═══ SUPPLIED DATA ═══

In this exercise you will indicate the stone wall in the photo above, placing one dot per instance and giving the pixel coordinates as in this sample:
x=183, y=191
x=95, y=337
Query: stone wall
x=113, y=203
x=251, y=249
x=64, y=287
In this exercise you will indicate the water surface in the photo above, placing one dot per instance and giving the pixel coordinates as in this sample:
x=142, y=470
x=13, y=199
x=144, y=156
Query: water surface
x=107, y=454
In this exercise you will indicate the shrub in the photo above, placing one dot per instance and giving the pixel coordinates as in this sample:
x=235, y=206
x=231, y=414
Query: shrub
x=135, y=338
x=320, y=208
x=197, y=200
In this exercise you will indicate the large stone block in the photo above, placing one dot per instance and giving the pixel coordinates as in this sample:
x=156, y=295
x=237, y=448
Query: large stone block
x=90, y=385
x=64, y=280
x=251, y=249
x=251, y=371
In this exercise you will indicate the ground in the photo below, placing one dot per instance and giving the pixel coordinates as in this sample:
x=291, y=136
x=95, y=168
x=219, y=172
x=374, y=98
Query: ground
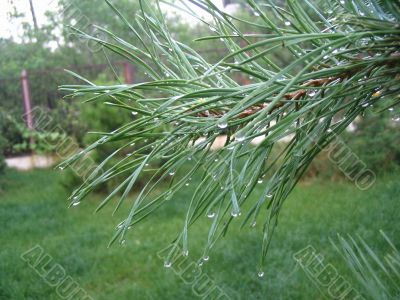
x=33, y=211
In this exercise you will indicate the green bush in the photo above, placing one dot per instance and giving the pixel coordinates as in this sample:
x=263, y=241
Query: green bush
x=3, y=143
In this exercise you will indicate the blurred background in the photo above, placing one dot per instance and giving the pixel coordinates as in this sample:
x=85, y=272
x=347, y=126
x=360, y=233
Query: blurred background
x=36, y=46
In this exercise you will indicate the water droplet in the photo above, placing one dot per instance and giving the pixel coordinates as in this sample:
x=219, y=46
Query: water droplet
x=366, y=104
x=396, y=119
x=222, y=124
x=210, y=215
x=376, y=94
x=235, y=214
x=240, y=138
x=167, y=264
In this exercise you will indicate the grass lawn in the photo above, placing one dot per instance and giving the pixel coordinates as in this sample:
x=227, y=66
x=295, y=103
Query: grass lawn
x=33, y=210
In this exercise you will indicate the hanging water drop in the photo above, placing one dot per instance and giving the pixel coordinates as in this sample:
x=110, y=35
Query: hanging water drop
x=222, y=124
x=366, y=104
x=376, y=94
x=167, y=264
x=240, y=138
x=235, y=214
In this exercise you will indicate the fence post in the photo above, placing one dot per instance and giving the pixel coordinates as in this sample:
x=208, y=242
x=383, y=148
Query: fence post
x=27, y=99
x=128, y=73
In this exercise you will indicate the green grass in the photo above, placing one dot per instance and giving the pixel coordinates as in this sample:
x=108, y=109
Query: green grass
x=33, y=210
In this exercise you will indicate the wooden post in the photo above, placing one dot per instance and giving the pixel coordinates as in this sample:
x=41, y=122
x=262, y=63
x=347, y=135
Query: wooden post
x=128, y=73
x=27, y=99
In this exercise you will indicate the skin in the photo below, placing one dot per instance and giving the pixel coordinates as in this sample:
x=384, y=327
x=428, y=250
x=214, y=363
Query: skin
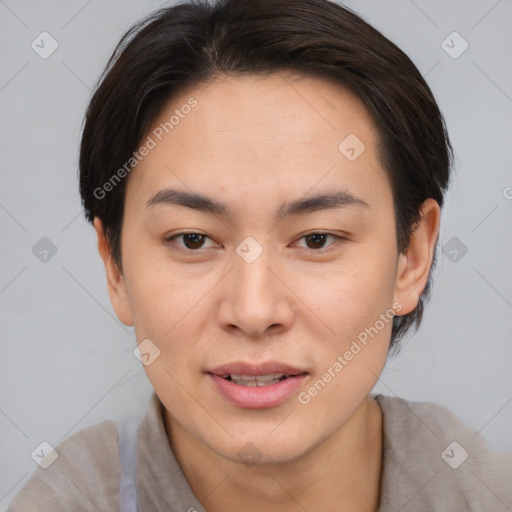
x=254, y=143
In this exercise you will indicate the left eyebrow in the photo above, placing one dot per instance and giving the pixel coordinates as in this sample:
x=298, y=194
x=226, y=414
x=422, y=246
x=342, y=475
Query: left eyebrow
x=193, y=200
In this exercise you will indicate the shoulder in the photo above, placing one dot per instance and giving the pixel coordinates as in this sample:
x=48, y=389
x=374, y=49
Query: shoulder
x=433, y=459
x=84, y=476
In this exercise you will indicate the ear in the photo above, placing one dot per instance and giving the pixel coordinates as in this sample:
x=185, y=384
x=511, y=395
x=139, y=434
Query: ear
x=115, y=280
x=414, y=265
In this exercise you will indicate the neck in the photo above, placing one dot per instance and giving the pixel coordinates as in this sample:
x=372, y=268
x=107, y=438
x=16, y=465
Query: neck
x=342, y=473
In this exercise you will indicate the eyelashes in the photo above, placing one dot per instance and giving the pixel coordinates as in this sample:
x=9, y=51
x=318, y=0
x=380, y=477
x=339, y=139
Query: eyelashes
x=195, y=240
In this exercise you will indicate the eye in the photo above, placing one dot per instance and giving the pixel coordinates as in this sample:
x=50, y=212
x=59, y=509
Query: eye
x=316, y=241
x=191, y=240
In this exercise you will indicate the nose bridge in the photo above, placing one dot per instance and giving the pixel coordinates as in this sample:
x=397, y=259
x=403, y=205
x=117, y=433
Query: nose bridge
x=252, y=272
x=256, y=298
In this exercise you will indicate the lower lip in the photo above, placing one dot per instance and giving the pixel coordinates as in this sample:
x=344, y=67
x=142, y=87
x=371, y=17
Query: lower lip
x=257, y=397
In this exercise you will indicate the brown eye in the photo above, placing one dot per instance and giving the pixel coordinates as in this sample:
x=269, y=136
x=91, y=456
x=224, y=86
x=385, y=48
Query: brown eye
x=191, y=241
x=316, y=241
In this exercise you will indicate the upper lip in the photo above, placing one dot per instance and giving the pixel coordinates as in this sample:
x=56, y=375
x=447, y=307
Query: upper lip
x=253, y=369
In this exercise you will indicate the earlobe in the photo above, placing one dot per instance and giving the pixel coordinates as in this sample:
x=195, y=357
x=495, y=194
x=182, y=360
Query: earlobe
x=115, y=279
x=414, y=265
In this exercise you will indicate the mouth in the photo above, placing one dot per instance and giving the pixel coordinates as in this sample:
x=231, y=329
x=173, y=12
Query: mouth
x=257, y=386
x=259, y=380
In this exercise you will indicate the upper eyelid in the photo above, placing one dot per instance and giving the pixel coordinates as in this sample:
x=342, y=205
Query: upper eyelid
x=177, y=235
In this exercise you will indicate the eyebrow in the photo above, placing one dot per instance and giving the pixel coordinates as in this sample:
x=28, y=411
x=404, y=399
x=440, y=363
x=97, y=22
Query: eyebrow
x=196, y=201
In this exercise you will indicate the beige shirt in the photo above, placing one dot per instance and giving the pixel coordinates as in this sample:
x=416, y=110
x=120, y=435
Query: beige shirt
x=432, y=462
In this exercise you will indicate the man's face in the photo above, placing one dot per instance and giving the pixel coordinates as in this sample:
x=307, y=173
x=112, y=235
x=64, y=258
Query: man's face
x=256, y=287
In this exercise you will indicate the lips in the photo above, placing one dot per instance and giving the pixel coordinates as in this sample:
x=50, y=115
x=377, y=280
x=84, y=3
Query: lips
x=255, y=386
x=242, y=369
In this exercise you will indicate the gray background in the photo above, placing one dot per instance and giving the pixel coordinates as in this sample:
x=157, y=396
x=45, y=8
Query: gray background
x=67, y=362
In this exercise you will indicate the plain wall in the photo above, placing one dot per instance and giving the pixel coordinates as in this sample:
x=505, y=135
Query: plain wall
x=66, y=360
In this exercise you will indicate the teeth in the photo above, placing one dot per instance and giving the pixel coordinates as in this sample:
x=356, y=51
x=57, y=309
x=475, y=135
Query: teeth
x=255, y=383
x=259, y=378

═══

● **GIVEN PROBLEM**
Copy the material from its first line through the line containing "x=251, y=371", both included, keeping every line and adding -33 to each x and y value in the answer coordinates that follow each "Query:" line. Leave the sample coordinates in the instructions unchanged.

● **COMPLETE RESPONSE**
In this exercise you will indicate the stone wall in the photo above, placing one dot per instance and giving the pixel coordinates as in this sample:
x=183, y=191
x=95, y=337
Query: stone wall
x=80, y=170
x=218, y=216
x=31, y=254
In this exercise you will indicate the water surface in the photo above, placing one dot per instance and giving the pixel coordinates as in this sample:
x=142, y=470
x=13, y=199
x=144, y=156
Query: water surface
x=74, y=421
In this exercise you will indicate the shrub in the photo above, placing one dot per instance and giving the pixel coordinates as in this sample:
x=235, y=206
x=231, y=414
Query: shrub
x=102, y=305
x=287, y=175
x=164, y=167
In this exercise you will indicate the large stone block in the photo above, placing one dot per instance and giving the pixel coordinates as in this sample:
x=156, y=295
x=237, y=448
Query: large stone block
x=57, y=352
x=31, y=247
x=218, y=216
x=218, y=338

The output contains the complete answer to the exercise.